[Dataset excerpts on object pointing]
※
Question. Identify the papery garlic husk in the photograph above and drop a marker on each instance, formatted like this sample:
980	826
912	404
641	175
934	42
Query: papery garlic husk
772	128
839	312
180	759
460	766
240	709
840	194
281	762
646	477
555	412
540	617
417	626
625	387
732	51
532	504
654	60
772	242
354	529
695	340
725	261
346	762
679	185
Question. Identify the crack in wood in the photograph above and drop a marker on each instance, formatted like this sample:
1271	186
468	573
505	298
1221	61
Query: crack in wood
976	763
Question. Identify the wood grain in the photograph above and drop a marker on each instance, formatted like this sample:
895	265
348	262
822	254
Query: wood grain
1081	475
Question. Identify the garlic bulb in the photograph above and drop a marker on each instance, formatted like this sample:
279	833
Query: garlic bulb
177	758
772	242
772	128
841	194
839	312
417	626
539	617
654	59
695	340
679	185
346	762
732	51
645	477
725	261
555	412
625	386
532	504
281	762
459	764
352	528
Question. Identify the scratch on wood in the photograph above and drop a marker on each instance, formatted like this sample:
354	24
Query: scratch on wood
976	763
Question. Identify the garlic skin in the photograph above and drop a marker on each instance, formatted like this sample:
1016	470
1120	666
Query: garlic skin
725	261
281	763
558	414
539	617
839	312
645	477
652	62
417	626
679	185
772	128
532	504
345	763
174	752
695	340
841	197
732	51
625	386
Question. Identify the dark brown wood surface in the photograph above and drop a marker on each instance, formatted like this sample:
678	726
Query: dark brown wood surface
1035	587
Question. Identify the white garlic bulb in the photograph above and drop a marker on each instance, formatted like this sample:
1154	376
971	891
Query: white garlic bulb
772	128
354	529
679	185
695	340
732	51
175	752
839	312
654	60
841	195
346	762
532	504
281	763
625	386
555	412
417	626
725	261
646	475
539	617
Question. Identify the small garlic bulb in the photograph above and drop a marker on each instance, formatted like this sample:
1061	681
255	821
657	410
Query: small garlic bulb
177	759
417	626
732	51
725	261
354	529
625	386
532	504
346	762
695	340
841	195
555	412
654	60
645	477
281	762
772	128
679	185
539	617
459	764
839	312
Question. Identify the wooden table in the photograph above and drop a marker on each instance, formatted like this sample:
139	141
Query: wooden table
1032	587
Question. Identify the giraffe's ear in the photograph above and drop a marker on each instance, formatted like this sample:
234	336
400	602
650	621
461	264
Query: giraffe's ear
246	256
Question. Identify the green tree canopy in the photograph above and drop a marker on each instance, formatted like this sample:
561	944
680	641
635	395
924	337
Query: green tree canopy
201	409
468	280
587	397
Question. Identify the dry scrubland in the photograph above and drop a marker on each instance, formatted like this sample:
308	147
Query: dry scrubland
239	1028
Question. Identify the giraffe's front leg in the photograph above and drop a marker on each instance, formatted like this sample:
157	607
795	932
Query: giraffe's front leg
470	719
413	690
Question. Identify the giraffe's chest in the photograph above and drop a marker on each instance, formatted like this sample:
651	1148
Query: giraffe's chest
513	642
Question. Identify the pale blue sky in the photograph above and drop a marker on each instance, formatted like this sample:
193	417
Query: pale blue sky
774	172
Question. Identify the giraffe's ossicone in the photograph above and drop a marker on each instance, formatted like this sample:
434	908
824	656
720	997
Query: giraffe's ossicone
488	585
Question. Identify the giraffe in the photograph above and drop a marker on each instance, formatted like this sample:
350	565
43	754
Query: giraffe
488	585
※
Your goal:
Reproduce verbatim the rows above, from the line containing "Question. Identify the dry" through the last line of the rows, inclusive.

Response below:
Question. Identify the dry scrubland in the photograph above and drop a marker on each instance, formatted like this sample:
308	147
Query: dry scrubland
239	1028
Question. Identify the giraffe's front leg in the photograph above and drop a marker on each instance, formatted like this sample:
157	607
795	932
Query: giraffe's front leg
470	719
413	690
Question. Identify the giraffe's chest in the photograph above and drop a marker on each instance, formatted like this sample:
651	1148
Query: giraffe's chest
513	642
Question. Identify the pale blue sky in the photograph above and drop a marker on each instance, formatted like this sample:
193	417
Query: pale blue sky
774	172
Question. Identify the giraffe's ossicone in the photograph above and drop a marker on each instance, formatted like this sample:
434	908
824	656
720	997
Query: giraffe's ossicone
488	585
Question. Identify the giraffe in the photograph above and drop a marker on each instance, formatted like this sample:
350	565
43	754
Query: giraffe
488	585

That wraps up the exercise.